───── Given information ─────

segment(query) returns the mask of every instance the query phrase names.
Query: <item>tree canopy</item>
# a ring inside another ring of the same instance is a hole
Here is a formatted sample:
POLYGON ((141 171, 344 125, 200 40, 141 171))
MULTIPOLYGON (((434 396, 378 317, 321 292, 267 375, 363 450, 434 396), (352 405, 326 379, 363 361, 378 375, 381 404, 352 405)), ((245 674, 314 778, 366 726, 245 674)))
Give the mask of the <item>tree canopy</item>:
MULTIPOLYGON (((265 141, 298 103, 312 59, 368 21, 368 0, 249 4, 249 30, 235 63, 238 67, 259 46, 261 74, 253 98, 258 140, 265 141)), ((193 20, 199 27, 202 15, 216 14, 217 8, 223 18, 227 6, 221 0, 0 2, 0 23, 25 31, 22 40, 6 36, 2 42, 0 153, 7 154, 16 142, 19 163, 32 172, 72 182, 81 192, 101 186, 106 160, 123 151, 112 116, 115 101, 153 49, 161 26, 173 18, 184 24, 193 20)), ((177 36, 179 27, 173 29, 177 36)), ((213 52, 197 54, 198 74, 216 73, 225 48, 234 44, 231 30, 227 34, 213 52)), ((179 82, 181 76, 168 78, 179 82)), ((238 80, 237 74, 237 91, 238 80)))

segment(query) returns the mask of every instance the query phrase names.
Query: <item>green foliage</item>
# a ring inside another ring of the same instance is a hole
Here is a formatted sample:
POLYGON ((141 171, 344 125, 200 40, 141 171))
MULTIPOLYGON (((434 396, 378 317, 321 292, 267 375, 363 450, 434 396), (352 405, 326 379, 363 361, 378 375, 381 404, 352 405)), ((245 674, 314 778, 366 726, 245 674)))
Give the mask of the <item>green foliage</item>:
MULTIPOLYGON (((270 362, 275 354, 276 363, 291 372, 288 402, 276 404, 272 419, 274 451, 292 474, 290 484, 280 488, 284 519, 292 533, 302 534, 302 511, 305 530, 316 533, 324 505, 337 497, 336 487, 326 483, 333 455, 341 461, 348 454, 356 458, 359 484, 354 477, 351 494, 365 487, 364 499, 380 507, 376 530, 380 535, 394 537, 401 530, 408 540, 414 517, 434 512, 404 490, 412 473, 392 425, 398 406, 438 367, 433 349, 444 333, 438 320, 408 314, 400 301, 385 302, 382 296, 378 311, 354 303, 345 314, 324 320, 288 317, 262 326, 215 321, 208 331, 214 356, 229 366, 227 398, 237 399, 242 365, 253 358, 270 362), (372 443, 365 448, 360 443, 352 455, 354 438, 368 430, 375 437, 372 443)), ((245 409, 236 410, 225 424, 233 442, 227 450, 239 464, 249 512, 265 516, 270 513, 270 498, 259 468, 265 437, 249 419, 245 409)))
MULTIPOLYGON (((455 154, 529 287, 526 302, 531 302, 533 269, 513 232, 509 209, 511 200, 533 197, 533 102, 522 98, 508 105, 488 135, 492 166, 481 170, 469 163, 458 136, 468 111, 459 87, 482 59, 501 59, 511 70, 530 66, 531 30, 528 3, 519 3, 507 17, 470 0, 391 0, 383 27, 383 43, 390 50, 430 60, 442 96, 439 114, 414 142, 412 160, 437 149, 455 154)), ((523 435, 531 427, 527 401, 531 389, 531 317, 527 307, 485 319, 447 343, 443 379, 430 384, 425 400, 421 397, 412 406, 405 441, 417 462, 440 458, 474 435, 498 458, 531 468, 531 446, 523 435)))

─────

■ Given task
Please rewrite the records from their first line through the line containing "MULTIPOLYGON (((265 141, 298", requests included, and shift every coordinate in the answer polygons by adding 113. Return only those lines.

■ Solution to this exercise
segment(query) returns the mask of every instance the query phrase names.
Query: <item>tree canopy</item>
# a ring inside another ring of the same instance is a hole
Here is a formatted sample:
POLYGON ((141 171, 344 125, 200 40, 141 171))
MULTIPOLYGON (((434 396, 378 317, 321 292, 267 375, 363 450, 434 396), (352 405, 326 379, 363 361, 378 375, 381 404, 352 405)), ((245 674, 314 778, 366 726, 245 674)))
Give the mask of the <item>tree canopy</item>:
MULTIPOLYGON (((378 254, 411 216, 425 172, 481 134, 481 113, 362 117, 362 143, 348 176, 351 180, 372 159, 374 187, 366 211, 371 253, 378 254)), ((306 133, 312 140, 315 128, 329 127, 330 121, 336 131, 340 119, 334 113, 113 115, 113 136, 138 144, 135 153, 119 149, 115 155, 113 266, 120 267, 129 255, 132 276, 145 285, 185 295, 194 305, 214 299, 219 273, 236 264, 225 229, 228 214, 266 162, 274 139, 286 131, 297 137, 306 133)), ((290 149, 292 140, 286 142, 290 149)), ((326 165, 310 167, 311 187, 329 186, 338 161, 347 157, 344 143, 340 147, 326 165)), ((292 195, 294 189, 281 191, 292 195)), ((351 193, 350 187, 350 204, 351 193)))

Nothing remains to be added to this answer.